CHALLENGE: Please output the data below verbatim, from the first line to the last, and leave the pictures out.

RECORDS:

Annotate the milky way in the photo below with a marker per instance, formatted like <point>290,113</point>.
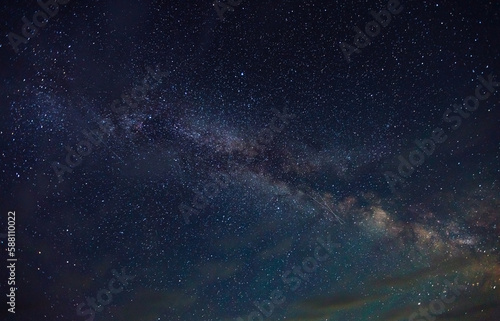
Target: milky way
<point>229,160</point>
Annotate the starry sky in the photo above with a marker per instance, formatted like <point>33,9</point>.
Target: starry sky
<point>235,162</point>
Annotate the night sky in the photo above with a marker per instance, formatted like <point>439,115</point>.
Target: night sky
<point>251,160</point>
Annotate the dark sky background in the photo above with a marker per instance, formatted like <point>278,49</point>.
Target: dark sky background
<point>323,175</point>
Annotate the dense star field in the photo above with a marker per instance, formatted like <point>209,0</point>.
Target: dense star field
<point>250,160</point>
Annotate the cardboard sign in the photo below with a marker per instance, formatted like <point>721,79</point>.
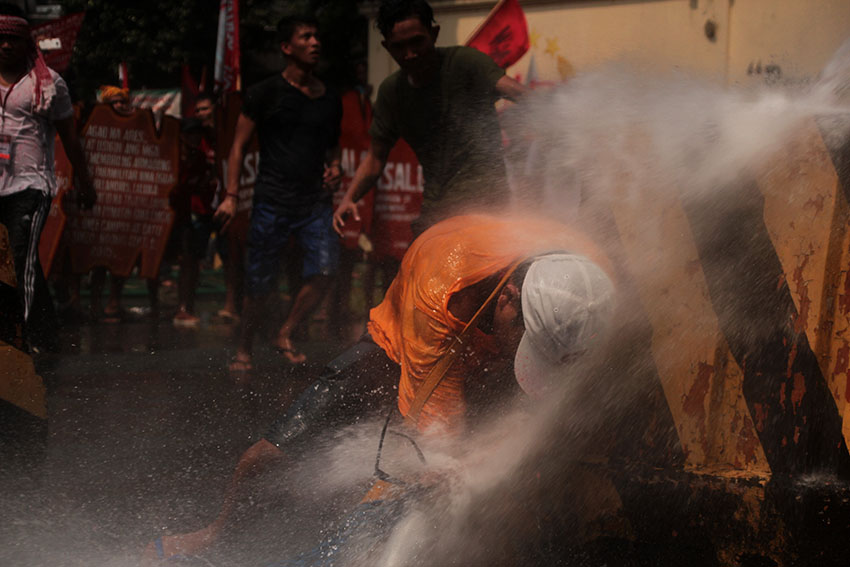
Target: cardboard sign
<point>226,128</point>
<point>133,169</point>
<point>51,234</point>
<point>398,200</point>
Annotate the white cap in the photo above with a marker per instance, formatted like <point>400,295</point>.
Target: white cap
<point>567,304</point>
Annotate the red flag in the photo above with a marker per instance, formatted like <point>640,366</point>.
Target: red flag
<point>124,75</point>
<point>57,39</point>
<point>503,35</point>
<point>227,54</point>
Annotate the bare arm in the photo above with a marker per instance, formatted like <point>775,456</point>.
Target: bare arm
<point>86,195</point>
<point>227,209</point>
<point>364,179</point>
<point>511,89</point>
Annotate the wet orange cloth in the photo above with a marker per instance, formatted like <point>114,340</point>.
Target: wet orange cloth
<point>413,324</point>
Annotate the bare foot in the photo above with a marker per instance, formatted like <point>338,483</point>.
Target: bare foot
<point>168,548</point>
<point>241,363</point>
<point>285,347</point>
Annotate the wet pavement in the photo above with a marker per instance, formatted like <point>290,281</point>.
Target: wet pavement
<point>145,426</point>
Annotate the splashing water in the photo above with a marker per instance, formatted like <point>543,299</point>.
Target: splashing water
<point>615,136</point>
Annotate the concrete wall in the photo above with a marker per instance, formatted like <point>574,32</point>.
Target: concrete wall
<point>751,39</point>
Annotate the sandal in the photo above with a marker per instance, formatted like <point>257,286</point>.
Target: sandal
<point>291,355</point>
<point>240,365</point>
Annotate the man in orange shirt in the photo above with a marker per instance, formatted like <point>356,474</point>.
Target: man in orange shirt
<point>464,305</point>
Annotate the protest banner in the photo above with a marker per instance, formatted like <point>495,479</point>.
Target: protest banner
<point>398,200</point>
<point>134,169</point>
<point>51,234</point>
<point>353,145</point>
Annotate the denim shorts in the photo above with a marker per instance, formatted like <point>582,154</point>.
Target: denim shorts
<point>269,234</point>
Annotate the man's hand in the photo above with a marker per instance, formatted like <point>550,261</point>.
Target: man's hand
<point>225,213</point>
<point>345,207</point>
<point>332,177</point>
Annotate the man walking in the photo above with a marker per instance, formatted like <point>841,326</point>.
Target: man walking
<point>34,106</point>
<point>297,119</point>
<point>441,102</point>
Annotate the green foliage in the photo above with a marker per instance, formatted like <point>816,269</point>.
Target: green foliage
<point>156,37</point>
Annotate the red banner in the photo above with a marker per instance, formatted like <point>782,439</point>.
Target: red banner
<point>57,39</point>
<point>226,124</point>
<point>398,200</point>
<point>227,53</point>
<point>134,170</point>
<point>51,235</point>
<point>503,35</point>
<point>354,143</point>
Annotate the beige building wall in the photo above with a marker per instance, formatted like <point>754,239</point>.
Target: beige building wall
<point>724,40</point>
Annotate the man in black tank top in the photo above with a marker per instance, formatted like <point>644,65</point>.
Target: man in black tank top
<point>297,119</point>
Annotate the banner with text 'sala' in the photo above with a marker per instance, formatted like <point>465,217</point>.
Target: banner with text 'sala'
<point>134,170</point>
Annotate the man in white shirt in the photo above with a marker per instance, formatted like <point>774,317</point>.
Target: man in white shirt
<point>34,107</point>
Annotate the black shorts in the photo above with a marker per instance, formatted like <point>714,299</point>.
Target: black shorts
<point>361,380</point>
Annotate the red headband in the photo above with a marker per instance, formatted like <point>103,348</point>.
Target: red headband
<point>13,25</point>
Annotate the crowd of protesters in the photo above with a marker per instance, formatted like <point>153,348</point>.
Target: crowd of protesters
<point>296,118</point>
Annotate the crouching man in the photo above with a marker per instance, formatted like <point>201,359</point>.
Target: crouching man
<point>474,294</point>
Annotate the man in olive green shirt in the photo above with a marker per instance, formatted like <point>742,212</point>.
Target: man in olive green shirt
<point>441,102</point>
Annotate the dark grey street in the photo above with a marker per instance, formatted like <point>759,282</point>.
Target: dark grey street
<point>145,426</point>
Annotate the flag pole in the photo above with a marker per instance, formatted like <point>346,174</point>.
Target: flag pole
<point>483,22</point>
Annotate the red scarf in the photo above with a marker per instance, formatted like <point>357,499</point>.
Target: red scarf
<point>44,88</point>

OUTPUT BELOW:
Annotate the milky way in the photo below with a marker per instance, formatted like <point>290,113</point>.
Target: milky way
<point>229,160</point>
Annotate the starry sky in the photo above with a marker per instance, formatted like <point>33,9</point>.
Target: starry sky
<point>235,162</point>
Annotate the night sky in the photo above with a marker per instance, formatted like <point>439,115</point>.
Target: night sky
<point>251,160</point>
Annotate the dark sky background in the photo above with a marker per instance, formatted like <point>278,49</point>.
Target: dark sky background
<point>323,175</point>
Annotate the dense star field in the photo above with a marker per instance, formatted like <point>209,0</point>.
Target: dense star field
<point>250,160</point>
Annotate the cardboard sign in the photo below with a marker per instance, formatted like <point>721,79</point>.
Target: cardboard sign
<point>226,128</point>
<point>133,169</point>
<point>51,234</point>
<point>398,200</point>
Annotate the white cap in the photo above with a marker per instance, formatted like <point>400,295</point>.
Target: white cap
<point>567,304</point>
Annotate the red flag in the photo above with a marker per instance, formatted like <point>640,366</point>.
Target: red flag
<point>124,75</point>
<point>57,39</point>
<point>503,35</point>
<point>227,54</point>
Annotate the bare arm in the photo above with a marker per instance, formatted like <point>775,456</point>.
Target: bare arm
<point>86,195</point>
<point>227,209</point>
<point>364,179</point>
<point>511,89</point>
Annotate the wet orange cloth in the photo above with a marker per instance, formatted like <point>114,340</point>.
Target: wet orange cloth
<point>413,324</point>
Annotate the bare foot in the photo above with a marker per instance, formatted like <point>338,483</point>.
Target: bare foot
<point>168,548</point>
<point>241,363</point>
<point>285,347</point>
Annotate the wet pavement in the photo above with a marker per instance, formatted like <point>290,281</point>.
Target: wet pavement
<point>145,426</point>
Annotate the splashing water in the photo above with a marker per instance, formatted like <point>543,299</point>.
Target: splashing water
<point>615,136</point>
Annotate the concrete wall in the photo above with a marker per instance, formatted like <point>574,32</point>.
Target: concrete wall
<point>751,39</point>
Annotate the sandal in the photo above with a marker per instance, formatted like <point>257,286</point>.
Target: sandal
<point>291,355</point>
<point>240,365</point>
Annotate the man in orange shirt in the photo above with a marker per instance, formatted like <point>356,474</point>.
Target: man in orange shirt
<point>464,305</point>
Annotate the protest banner in the photo above with a marker per instance, formatted like <point>495,479</point>.
Target: protest banner
<point>398,200</point>
<point>134,169</point>
<point>51,234</point>
<point>353,145</point>
Annotate the denim shorts in the photo above with a marker per instance, formatted like <point>582,154</point>.
Target: denim shorts
<point>269,234</point>
Annotate the man's hand in the photo above with a marker per instance, formatted like <point>550,261</point>.
Target: man's hand
<point>225,213</point>
<point>345,207</point>
<point>332,177</point>
Annotate the man walking in the photo above with a marker per instance, formatted like <point>841,326</point>.
Target: man walking
<point>34,106</point>
<point>297,119</point>
<point>441,102</point>
Annotate the green foliage in the photo above with a marker per instance, formatted like <point>816,269</point>.
Target: green foliage
<point>156,37</point>
Annotate the red banner in the photo above with a marker per instance, formatted like <point>782,439</point>.
Target: red banner
<point>57,39</point>
<point>226,124</point>
<point>398,200</point>
<point>227,53</point>
<point>134,170</point>
<point>51,235</point>
<point>503,35</point>
<point>354,143</point>
Annotate the beige building wall in the photo above with a marker per instance, formatted like <point>754,239</point>.
Target: beige building wall
<point>724,40</point>
Annotate the man in black tank top in the photo above with a marker per instance, formatted like <point>644,65</point>.
Target: man in black tank top
<point>297,119</point>
Annotate the banner with text 'sala' in the photo above with a marker per instance, formatted like <point>465,217</point>.
Target: banner with text 'sala'
<point>134,170</point>
Annotate the man in white shirt in the photo above with a marker per instance, formatted like <point>774,317</point>.
Target: man in white shirt
<point>34,107</point>
Annotate the black shorts in the photo above with a marker per instance, formatted like <point>714,299</point>.
Target: black shorts
<point>361,380</point>
Annotate the red headband in the photo above with a marker per instance, formatted like <point>103,348</point>.
Target: red headband
<point>13,25</point>
Annotate the crowd of protesters in the photo above with a marker per instance, formatted like <point>153,348</point>.
Target: crowd of protesters
<point>296,118</point>
Annotate the crouching man in the photo above with a marker per instance, formatted like <point>201,359</point>.
Target: crouching man
<point>474,294</point>
Annotate the man in olive green shirt in the photo above with a marker per instance, formatted like <point>742,212</point>.
Target: man in olive green shirt
<point>441,102</point>
Annotate the dark grey street in the photo above with a marker per instance, formatted like <point>759,282</point>.
Target: dark grey street
<point>145,426</point>
Annotate the flag pole in the photo above with a marker per instance, formatted like <point>346,174</point>.
Target: flag pole
<point>483,22</point>
Annotate the red scarf in the photo above with a marker per instance, formatted like <point>357,499</point>.
Target: red scarf
<point>44,88</point>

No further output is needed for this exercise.